**Texto de partida**
══════

De este sacrilegio, a pesar de los remordimientos que me espantaron el sueño durante muchas noches, no se enteró nadie. Jamás me acusé de él a confesor alguno. No sé si desde entonces he vivido en pecado mortal. A Paca Moy, para tranquilizarla, durante el desayuno que las Carmelitas nos dieron a aquellos cinco niños en el día más feliz de nuestra vida, le regalé la onza restante, diciéndole:
—Para que te la tomes de merienda.
Ella, muy impresionada, me besó, lloriqueando.
De mi infancia en aquel colegio de monjas, recuerdo más que nada un jardín enchinado en el que había un retrete —diminuto lugar conocido por «el cuartito»— adonde la preciosa hermana Jacoba y la finísima hermana Visitación llevaban a los niños más chicos, volviendo ambas muchas veces a la clase rociados de pis los feos zapatos. Aquel jardín con sus cuatro muros de cal, cubierto solamente por un nutridísimo báncigo, a ciertas horas con más gorriones que flores, guarda seguramente el eco de mis primeros juegos, de esos primeros gritos y cantos, ya claros y preciosos en el nacimiento de mi memoria.
Las hermanas carmelitas,
con delantales azules,
se parecen a los cielos
cuando se quitan las nubes.

══════

**Entradas proporcionadas**

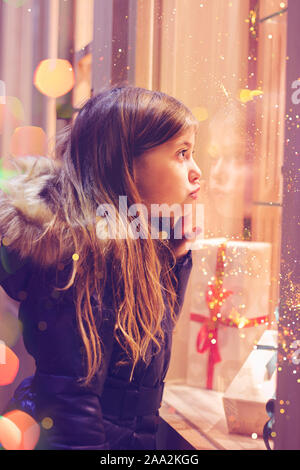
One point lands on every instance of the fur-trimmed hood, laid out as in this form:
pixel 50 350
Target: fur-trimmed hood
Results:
pixel 27 209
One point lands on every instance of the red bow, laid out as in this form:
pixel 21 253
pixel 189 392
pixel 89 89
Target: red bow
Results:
pixel 207 338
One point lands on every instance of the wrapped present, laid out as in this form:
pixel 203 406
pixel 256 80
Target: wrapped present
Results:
pixel 229 306
pixel 255 384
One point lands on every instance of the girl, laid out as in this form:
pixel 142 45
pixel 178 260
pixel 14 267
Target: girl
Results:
pixel 98 311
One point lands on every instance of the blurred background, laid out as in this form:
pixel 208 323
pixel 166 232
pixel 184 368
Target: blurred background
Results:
pixel 226 60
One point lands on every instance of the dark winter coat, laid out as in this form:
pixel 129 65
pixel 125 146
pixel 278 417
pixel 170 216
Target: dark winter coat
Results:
pixel 111 413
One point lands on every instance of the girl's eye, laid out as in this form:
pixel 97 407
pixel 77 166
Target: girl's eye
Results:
pixel 182 153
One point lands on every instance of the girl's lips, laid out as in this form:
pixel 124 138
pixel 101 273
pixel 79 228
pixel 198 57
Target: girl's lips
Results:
pixel 194 194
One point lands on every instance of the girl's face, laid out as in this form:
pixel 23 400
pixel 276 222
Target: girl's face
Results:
pixel 168 173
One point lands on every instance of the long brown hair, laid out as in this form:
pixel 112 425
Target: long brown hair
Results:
pixel 96 153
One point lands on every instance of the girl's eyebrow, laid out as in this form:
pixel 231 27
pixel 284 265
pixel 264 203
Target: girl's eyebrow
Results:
pixel 188 144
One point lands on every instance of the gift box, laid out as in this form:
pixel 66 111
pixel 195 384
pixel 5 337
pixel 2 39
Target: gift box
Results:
pixel 228 308
pixel 246 397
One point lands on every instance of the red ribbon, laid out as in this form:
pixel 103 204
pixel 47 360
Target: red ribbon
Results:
pixel 207 338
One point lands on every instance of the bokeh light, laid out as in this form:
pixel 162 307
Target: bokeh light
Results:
pixel 200 113
pixel 29 428
pixel 54 77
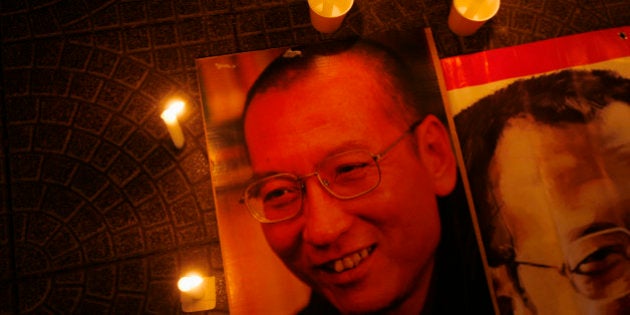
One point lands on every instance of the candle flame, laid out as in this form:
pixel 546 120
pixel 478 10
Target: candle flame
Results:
pixel 174 109
pixel 190 282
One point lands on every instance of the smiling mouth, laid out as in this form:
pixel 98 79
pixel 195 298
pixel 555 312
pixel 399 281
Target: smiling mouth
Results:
pixel 347 262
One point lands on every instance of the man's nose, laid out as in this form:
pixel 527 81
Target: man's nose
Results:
pixel 325 215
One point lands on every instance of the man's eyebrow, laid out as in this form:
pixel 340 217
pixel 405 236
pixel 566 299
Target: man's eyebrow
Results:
pixel 340 148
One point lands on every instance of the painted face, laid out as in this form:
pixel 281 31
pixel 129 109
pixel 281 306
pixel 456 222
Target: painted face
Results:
pixel 391 233
pixel 565 196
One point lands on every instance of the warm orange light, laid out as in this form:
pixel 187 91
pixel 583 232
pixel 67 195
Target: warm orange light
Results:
pixel 189 283
pixel 175 108
pixel 198 293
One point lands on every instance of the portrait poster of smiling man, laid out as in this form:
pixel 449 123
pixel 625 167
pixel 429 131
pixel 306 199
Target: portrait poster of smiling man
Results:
pixel 544 135
pixel 336 186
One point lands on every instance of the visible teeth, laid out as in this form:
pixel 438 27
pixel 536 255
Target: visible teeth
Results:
pixel 350 261
pixel 364 253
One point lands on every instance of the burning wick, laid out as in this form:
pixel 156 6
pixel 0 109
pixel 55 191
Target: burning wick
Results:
pixel 170 118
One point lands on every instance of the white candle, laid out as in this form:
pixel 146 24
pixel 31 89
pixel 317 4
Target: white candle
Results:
pixel 172 124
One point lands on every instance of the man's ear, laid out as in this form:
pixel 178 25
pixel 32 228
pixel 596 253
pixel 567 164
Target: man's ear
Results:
pixel 436 153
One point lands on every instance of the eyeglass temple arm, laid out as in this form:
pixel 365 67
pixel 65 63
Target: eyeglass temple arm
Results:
pixel 526 263
pixel 409 130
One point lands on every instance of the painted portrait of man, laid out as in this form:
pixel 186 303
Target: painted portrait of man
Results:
pixel 547 160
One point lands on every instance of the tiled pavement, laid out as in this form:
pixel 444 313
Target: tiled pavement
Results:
pixel 99 213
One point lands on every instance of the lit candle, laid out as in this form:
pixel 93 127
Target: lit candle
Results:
pixel 172 124
pixel 191 285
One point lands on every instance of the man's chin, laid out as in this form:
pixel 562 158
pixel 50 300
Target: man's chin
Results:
pixel 362 302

══════

**Ejercicio propuesto A**
Indica si cada afirmación concuerda con el fragmento, respondiendo sí o no y citando literalmente las palabras del fragmento que lo deciden: (i) Quien narra confesó el sacrilegio ante un confesor. (ii) Quien narra le regaló a Paca Moy la onza restante. (iii) El jardín tenía cuatro muros de cal.
**Ejercicio propuesto B**
Localiza en las entradas todas las líneas que contienen la cadena "pavement" y cópialas. Se distinguen mayúsculas y minúsculas.

**Resultado A**
(i) No: «Jamás me acusé de él a confesor alguno.»
(ii) Sí: «le regalé la onza restante»
(iii) Sí: «Aquel jardín con sus cuatro muros de cal»

**Resultado B**
One point lands on every instance of the tiled pavement, laid out as in this form:
Target: tiled pavement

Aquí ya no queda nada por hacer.